PROBLEMS AND TASKS —
a: In the passage on continuants and occurrents, what is the function of the heart?
b: Write the next part of the passage on continuants and occurrents, picking up after its final sentence.

SUPPLIED PASSAGE —
A spatial region is three-dimensional (a volume), two-dimensional (a surface), one-dimensional (a line), or zero-dimensional (a point). These are parts of space that do not depend on other objects to give them identity. They remain static, as opposed to sites and boundaries that move with the objects that define them.

A dependent continuant is a quality or a realizable entity. A quality is something that all objects of a particular type have for all of the time they exist - for example, the mass of a bag of sugar, the shape of a hand, the fragility of a cup, the beauty of a view, the brightness of a light, and the smell of the ocean. Although these can change, the bag of sugar always has a mass and the hand always has a shape. This is contrasted with a realizable entity, where the value does not need to exist and the existence can change though time. A realizable entity is one of the following:

  • A function specifies the purpose of a object. For example, the function of a cup may be to hold coffee; the function of the heart is to pump blood.
  • A role specifies a goal that is not essential to the object's design but can be carried out. Examples of roles include the role of being a judge, the role of delivering coffee, or the role of a desk to support a computer monitor.
  • A disposition is something that can happen to an object, for example, the disposition of a cup to break if dropped, the disposition of vegetables to rot if not refrigerated, and the disposition of matches to light if they are not wet.

The other major category of entities is the occurrent. An occurrent is any of the following:

  • A temporal region is a region of time. A temporal region is either connected (if two points are in the region, so is every point in between) or scattered. Connected temporal regions are either intervals or instants (time points). Tuesday, March 1, 2011, is a temporal interval; 3:31 p.m. on that day is a temporal point. Tuesdays from 3:00 to 4:00 is a scattered temporal region.
  • A spatio-temporal region is a region of multidimensional space-time. Spatio-temporal regions are either scattered or connected. Some examples of spatio-temporal regions are the space occupied by a human life, the border between Canada and the United States in 1812, and the region occupied by the development of a cancer tumor.

ENTRIES PROVIDED —
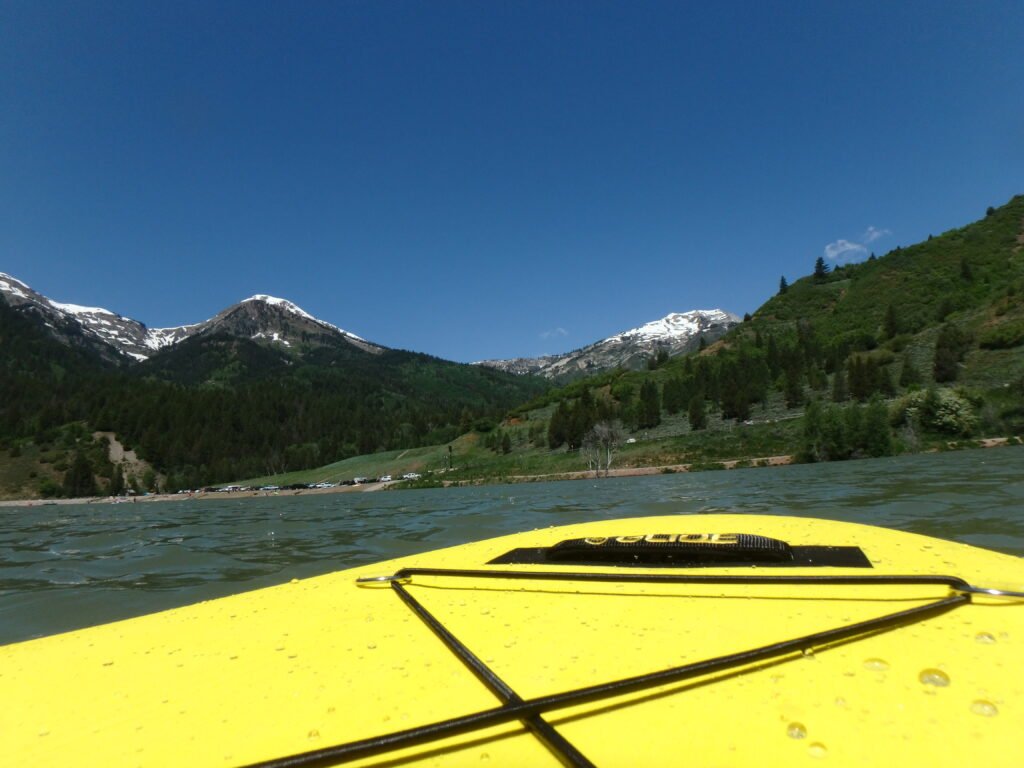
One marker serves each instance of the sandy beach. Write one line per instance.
(767, 461)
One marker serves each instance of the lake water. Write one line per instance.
(62, 567)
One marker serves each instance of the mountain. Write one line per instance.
(675, 334)
(261, 387)
(117, 338)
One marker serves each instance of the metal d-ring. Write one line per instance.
(383, 580)
(970, 589)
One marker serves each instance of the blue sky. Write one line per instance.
(489, 179)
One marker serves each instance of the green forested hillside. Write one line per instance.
(908, 350)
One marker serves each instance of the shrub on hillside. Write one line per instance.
(938, 411)
(1004, 337)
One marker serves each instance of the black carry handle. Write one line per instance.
(673, 548)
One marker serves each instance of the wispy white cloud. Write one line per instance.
(554, 333)
(872, 233)
(845, 250)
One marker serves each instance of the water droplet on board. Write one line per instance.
(934, 677)
(983, 708)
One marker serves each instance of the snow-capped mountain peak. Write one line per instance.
(676, 333)
(677, 325)
(262, 317)
(294, 308)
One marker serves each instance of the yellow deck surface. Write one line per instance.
(322, 662)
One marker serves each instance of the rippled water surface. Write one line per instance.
(68, 566)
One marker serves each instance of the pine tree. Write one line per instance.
(878, 435)
(909, 376)
(811, 451)
(840, 391)
(949, 349)
(79, 480)
(697, 413)
(650, 406)
(794, 387)
(891, 324)
(117, 485)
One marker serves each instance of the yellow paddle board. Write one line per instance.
(718, 640)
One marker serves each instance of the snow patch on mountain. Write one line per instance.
(116, 335)
(676, 334)
(296, 309)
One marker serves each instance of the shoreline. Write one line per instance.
(745, 463)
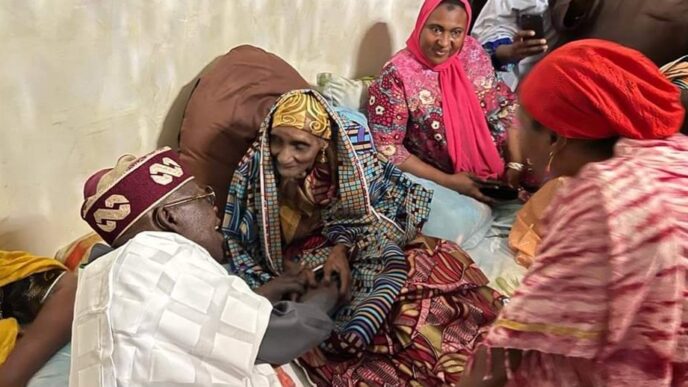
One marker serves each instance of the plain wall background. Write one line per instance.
(85, 81)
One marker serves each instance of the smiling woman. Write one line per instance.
(439, 113)
(444, 31)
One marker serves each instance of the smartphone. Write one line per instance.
(532, 22)
(319, 272)
(497, 190)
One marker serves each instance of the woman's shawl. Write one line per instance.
(377, 211)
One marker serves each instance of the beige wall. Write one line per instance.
(84, 81)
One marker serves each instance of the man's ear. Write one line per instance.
(167, 219)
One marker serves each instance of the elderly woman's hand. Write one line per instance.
(466, 184)
(290, 284)
(338, 262)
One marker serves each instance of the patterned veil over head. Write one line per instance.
(376, 211)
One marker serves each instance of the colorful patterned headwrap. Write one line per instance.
(116, 198)
(303, 111)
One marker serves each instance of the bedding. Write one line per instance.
(226, 109)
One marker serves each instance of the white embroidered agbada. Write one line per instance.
(160, 311)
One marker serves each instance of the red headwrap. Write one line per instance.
(595, 89)
(469, 142)
(116, 198)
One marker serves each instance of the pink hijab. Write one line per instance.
(469, 141)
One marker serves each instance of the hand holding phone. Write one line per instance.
(532, 22)
(497, 190)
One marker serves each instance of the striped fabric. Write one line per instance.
(608, 287)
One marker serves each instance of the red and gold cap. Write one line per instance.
(117, 197)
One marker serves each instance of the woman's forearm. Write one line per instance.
(49, 331)
(419, 168)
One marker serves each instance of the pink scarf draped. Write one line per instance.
(469, 141)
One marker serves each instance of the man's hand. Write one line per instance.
(290, 284)
(466, 184)
(338, 262)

SET OF ANSWERS —
a: To pump blood.

b:
  • A processual entity is something that occurs or happens, has temporal parts (as well as, perhaps, spatial parts), and depends on a continuant. For example, Joe's life has parts such as infancy, childhood, adolescence, and adulthood and involves a continuant, Joe. A processual entity is any of the following:
    • A process is something that happens over time and has distinct ends, such as a life, a holiday, or a diagnostic session.
    • A process aggregate is a collection of processes such as the playing of the individuals in a band, or the flying of a set of planes in a day.
    • A fiat part of process is part of a process having no distinct ends, such as the most interesting part of a holiday, or the most serious part of an operation.
    • A processual context is the setting for some other occurrent, for example, relaxation as the setting for rejuvenation, or a surgery as a setting for an infection.
    • A boundary of a process is the instantaneous temporal boundary of a process, such as when a robot starts to clean up the lab, or a birth.

The claim is that this is a useful categorization on which to base other ontologies. Making it explicit how domain ontologies fit into an upper-level ontology promises to facilitate the integration of these ontologies. The integration of ontologies is necessary to allow applications to refer to multiple knowledge bases, each of which may each use different ontologies. Designing a top-level ontology is difficult. It probably will not satisfy everyone who must use one. There always seem to be some problematic cases. In particular, boundary cases are often not well specified. However, using a standard top-level ontology should help in connecting ontologies together.